Region pointing data
- - -

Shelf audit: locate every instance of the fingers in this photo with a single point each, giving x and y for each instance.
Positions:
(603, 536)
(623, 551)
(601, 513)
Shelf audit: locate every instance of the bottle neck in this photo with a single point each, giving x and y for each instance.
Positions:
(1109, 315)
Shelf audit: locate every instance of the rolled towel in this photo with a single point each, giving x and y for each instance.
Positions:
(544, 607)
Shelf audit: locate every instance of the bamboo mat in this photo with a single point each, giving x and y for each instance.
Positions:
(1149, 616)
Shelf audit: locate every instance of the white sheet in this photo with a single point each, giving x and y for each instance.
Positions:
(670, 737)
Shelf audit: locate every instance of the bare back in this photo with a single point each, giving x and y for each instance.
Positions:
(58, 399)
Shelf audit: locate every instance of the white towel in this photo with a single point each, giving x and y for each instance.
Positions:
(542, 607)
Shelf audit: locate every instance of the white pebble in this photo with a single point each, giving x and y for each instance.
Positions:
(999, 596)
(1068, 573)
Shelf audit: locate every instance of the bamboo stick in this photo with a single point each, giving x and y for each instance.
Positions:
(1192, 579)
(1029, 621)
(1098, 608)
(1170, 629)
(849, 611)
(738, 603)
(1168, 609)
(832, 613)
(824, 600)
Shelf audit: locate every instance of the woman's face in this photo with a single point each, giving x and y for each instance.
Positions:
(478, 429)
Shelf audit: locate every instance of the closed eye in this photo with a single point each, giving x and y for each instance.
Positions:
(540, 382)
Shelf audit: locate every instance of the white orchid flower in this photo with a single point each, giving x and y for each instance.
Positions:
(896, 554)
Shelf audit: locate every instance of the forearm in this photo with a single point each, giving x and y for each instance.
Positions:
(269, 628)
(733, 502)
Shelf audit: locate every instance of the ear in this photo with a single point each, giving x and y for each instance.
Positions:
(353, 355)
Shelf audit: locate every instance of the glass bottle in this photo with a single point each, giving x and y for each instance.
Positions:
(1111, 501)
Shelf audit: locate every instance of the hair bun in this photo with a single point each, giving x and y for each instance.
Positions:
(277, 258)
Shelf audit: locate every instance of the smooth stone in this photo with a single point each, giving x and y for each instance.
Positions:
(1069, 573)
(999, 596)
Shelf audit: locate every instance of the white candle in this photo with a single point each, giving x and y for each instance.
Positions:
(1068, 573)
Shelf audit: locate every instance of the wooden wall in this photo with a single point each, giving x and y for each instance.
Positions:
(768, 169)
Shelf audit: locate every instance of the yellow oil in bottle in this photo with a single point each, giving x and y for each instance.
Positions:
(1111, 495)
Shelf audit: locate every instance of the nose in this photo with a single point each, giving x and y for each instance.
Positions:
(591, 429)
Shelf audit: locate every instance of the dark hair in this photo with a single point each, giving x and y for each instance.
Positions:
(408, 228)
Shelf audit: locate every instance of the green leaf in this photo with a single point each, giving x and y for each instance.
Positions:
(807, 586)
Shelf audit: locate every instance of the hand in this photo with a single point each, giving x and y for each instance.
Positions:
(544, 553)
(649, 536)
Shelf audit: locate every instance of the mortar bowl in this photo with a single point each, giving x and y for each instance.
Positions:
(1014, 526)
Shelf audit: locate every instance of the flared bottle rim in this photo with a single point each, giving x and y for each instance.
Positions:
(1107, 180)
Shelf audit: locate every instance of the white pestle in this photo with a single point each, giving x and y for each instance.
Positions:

- - -

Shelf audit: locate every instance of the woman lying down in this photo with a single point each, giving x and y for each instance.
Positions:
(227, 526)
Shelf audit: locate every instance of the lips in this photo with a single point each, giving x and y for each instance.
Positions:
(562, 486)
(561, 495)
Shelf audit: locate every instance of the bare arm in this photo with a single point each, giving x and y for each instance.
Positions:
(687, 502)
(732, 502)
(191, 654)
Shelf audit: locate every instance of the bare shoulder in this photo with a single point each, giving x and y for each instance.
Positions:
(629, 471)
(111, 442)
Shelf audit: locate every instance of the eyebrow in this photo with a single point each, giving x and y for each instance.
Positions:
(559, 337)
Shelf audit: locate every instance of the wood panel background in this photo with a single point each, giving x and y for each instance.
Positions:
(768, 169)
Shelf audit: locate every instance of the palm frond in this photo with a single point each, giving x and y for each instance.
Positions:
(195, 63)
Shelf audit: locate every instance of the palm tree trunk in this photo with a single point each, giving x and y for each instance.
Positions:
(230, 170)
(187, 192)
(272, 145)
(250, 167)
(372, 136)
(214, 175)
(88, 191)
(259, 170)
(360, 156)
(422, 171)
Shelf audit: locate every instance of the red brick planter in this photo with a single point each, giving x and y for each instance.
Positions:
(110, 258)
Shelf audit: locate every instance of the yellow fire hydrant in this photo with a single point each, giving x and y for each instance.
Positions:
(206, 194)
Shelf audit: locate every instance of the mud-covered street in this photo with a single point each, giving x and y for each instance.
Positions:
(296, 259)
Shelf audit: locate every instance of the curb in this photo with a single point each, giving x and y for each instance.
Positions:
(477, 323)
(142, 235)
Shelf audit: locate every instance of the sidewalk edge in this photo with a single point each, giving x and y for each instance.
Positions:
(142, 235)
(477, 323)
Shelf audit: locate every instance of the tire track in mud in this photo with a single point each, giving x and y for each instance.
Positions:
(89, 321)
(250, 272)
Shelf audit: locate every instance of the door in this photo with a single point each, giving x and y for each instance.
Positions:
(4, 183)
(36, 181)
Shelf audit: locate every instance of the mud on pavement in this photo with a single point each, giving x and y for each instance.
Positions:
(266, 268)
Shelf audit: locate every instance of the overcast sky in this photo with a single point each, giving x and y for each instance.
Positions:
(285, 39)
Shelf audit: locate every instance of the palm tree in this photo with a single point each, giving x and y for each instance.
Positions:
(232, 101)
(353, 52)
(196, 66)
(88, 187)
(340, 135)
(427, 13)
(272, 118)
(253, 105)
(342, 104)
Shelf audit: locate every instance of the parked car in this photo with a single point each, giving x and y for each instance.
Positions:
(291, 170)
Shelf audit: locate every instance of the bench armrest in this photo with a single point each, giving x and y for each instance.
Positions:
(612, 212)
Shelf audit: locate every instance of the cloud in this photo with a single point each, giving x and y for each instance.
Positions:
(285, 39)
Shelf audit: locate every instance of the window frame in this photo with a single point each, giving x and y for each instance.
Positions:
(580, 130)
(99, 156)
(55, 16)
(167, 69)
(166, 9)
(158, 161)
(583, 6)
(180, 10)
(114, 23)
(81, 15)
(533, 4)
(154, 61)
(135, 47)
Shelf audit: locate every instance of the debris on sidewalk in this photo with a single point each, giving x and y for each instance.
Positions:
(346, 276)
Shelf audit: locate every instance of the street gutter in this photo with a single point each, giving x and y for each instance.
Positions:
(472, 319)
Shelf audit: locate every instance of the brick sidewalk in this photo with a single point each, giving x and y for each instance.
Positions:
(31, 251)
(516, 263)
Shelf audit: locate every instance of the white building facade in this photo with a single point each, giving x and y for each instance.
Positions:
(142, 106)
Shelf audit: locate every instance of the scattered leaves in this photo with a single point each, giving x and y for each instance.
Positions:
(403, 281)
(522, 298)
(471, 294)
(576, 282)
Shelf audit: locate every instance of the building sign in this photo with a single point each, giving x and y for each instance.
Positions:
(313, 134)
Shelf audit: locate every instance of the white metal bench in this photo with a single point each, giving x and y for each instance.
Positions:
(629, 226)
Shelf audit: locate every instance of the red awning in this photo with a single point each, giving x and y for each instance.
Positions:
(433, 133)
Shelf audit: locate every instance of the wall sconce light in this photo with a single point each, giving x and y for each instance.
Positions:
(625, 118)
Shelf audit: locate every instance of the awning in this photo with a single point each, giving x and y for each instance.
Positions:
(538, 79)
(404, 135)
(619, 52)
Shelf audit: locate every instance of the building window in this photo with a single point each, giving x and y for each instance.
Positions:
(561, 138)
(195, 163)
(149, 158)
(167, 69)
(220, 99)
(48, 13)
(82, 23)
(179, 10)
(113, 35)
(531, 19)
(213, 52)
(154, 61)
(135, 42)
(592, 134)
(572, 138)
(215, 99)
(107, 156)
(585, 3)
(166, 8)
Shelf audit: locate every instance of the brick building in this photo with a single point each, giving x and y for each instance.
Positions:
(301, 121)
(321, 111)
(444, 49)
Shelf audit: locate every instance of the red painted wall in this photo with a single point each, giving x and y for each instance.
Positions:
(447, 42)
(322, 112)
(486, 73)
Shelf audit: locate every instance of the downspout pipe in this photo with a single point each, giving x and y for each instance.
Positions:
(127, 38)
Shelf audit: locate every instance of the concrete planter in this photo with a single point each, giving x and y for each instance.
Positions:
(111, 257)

- - -

◆ BRIEF ◆
Reproduce each line from the records that contains the word "towel".

◆ SOLUTION TO THE EXERCISE ◆
Shelf audit: locate every instance of the rolled towel in this photo with a single point each, giving x and y for each instance.
Shelf audit: locate every instance of the white towel in this photo with a single point each, giving x and y for each instance.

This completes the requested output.